• RECORDS SUPPLIED
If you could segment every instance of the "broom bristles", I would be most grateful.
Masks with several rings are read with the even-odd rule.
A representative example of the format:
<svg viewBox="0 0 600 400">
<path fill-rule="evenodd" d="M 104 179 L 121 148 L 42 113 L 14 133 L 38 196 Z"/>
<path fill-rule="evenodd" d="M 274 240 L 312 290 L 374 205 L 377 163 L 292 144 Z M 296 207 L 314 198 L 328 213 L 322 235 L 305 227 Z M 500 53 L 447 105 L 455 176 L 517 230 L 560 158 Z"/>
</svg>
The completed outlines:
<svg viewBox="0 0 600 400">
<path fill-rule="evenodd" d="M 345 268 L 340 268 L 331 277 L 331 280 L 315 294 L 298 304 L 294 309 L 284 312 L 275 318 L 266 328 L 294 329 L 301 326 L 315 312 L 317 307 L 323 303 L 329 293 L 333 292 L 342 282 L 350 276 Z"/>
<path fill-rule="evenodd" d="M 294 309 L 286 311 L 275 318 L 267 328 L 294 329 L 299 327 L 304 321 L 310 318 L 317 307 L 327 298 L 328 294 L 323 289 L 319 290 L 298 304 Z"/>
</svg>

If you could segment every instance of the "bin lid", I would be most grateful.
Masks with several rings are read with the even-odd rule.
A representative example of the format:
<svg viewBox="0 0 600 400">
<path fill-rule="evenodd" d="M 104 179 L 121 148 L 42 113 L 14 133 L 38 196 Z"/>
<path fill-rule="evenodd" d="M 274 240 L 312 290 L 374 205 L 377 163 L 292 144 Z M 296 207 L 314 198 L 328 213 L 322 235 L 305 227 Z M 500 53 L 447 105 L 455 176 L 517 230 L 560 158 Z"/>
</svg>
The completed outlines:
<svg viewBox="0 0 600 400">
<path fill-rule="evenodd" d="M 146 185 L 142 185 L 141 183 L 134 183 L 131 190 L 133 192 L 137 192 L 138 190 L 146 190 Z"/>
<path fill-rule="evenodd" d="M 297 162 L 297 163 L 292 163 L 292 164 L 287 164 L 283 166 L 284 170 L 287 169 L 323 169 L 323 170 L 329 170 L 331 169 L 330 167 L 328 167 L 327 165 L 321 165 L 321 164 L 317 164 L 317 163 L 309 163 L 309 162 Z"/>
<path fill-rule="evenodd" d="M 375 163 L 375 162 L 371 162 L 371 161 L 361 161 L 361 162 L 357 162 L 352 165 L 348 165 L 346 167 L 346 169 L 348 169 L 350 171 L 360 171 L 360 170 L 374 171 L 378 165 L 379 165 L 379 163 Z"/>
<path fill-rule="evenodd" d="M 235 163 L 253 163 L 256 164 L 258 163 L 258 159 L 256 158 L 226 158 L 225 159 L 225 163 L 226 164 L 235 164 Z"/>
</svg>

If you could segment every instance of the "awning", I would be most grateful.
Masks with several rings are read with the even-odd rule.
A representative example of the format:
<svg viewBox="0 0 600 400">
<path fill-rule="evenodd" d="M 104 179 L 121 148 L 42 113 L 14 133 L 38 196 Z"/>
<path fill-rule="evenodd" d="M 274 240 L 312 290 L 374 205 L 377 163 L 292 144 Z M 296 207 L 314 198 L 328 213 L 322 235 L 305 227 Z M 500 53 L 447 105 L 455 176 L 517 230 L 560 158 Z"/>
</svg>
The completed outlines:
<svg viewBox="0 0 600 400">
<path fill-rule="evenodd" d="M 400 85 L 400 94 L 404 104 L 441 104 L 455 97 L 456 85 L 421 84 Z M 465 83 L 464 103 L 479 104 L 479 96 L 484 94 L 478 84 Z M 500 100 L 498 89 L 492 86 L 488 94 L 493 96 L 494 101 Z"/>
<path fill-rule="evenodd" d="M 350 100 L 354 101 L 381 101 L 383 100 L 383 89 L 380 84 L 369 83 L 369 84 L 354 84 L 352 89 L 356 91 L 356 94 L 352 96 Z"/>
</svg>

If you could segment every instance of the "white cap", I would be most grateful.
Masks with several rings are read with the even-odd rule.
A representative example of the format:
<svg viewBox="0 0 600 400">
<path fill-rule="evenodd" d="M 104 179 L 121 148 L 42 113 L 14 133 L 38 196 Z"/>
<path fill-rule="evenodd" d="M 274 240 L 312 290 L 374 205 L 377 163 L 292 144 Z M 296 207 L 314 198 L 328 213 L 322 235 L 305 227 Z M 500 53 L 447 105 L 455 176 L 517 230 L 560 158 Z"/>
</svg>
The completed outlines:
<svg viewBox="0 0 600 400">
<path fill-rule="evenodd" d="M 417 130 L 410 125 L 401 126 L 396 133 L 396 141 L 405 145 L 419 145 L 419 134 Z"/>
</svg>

• ABOUT THIS TASK
Using the listing above, show every line that includes the string "could".

• SOLUTION BELOW
If you could segment every instance of the "broom bristles", I would be most grateful.
If you could segment every instance of the "bin lid", I would be most grateful.
If you could segment every instance of the "awning", I would be most grateful.
If you could segment every instance of the "white cap", I would be most grateful.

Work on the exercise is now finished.